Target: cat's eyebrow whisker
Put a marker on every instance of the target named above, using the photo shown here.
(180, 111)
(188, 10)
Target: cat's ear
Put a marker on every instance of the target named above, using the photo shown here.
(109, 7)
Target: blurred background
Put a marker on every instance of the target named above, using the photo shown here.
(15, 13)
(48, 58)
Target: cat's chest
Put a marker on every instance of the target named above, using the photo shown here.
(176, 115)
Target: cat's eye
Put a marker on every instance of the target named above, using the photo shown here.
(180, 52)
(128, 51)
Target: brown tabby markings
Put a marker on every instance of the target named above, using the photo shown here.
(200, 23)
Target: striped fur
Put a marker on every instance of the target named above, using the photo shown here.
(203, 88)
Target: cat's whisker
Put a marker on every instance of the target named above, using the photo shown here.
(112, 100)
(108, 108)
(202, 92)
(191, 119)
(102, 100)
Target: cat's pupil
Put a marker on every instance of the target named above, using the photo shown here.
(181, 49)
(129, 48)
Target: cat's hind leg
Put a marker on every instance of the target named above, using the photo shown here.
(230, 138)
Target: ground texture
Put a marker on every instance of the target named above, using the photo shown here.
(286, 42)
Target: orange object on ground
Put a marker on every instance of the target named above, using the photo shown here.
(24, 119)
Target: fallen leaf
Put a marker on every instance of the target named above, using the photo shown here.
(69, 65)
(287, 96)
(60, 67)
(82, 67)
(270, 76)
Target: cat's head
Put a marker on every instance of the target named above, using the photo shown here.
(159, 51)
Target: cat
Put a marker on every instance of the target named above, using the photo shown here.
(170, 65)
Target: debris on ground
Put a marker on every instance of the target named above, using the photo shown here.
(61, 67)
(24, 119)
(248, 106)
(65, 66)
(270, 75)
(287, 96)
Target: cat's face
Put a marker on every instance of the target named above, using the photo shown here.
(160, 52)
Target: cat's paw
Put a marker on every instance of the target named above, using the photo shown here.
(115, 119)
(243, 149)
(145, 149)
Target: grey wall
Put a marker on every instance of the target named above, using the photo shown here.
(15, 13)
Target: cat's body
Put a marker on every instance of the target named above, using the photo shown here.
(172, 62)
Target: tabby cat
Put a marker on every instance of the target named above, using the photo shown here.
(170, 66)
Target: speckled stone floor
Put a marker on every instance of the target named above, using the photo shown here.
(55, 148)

☆ ☆ ☆ ☆ ☆ ☆ ☆

▶ AIM OF THE EXERCISE
Write the records out again. Each one must match exactly.

▶ WRITTEN SOLUTION
Target: cat's eyebrow whisker
Put a marker on every instance of the target named above, using the photo shown here.
(180, 111)
(188, 10)
Target: cat's ear
Put a marker on every instance of the target named above, using the photo shown here.
(109, 7)
Target: blurred background
Put a marker on every instance of the target named above, using the photo shown here.
(15, 13)
(48, 58)
Target: cat's chest
Put a marker on every instance of the target named above, using the photo shown here.
(176, 115)
Target: cat's eye
Put a marker on every instance of the target named above, using the photo shown here.
(180, 52)
(128, 51)
Target: brown tabby markings
Put a marker on every instance of the target named above, using the photo shown here.
(200, 23)
Target: striped fur
Put a marker on every instance of the target named above, using the photo shown here.
(203, 88)
Target: cat's whisker
Put a marker on every instance of the target named above, using the photo shown here.
(112, 100)
(108, 108)
(202, 92)
(191, 119)
(102, 100)
Target: cat's pupil
Put a marker on every instance of the target named above, using the photo shown here.
(181, 49)
(129, 48)
Target: cat's hind leg
Put a marker on every instance of the target named above, using the photo shown here.
(230, 138)
Target: ground texture
Put a marker on every instance of the target named above, using the photo shown here.
(286, 42)
Target: orange object on ground
Put a marker on every instance of the target named above, using the photo shown here.
(24, 119)
Target: fallen leaf
Put a marker on every instance of the target named above, using the photo shown here.
(69, 65)
(287, 96)
(60, 67)
(82, 67)
(270, 76)
Target: cat's head
Put a marker on every instance of the target named above, using the photo shown here.
(159, 51)
Target: cat
Put a marker on every instance of the target named above, using the photo shown here.
(170, 65)
Target: debris on ground
Put a marker on every instance of the target named above, using the photo shown here.
(61, 67)
(24, 119)
(248, 106)
(65, 66)
(270, 75)
(287, 96)
Target: cat's face
Put a marker on every instance of the target named above, using the photo shown here.
(160, 52)
Target: cat's paw
Put a marker on every instance of the target named above, using the photo shown here.
(115, 119)
(243, 149)
(145, 149)
Target: grey wall
Put a marker on every instance of the target named above, using the photo shown here.
(15, 13)
Target: cat's body
Put a marker on every instance of the target named above, using the photo shown here.
(172, 62)
Target: tabby cat
Put a marker on every instance of the target named above, using the photo shown here.
(170, 66)
Target: speckled stone floor
Put a marker on every instance of the target named above, using the photo shown here.
(55, 148)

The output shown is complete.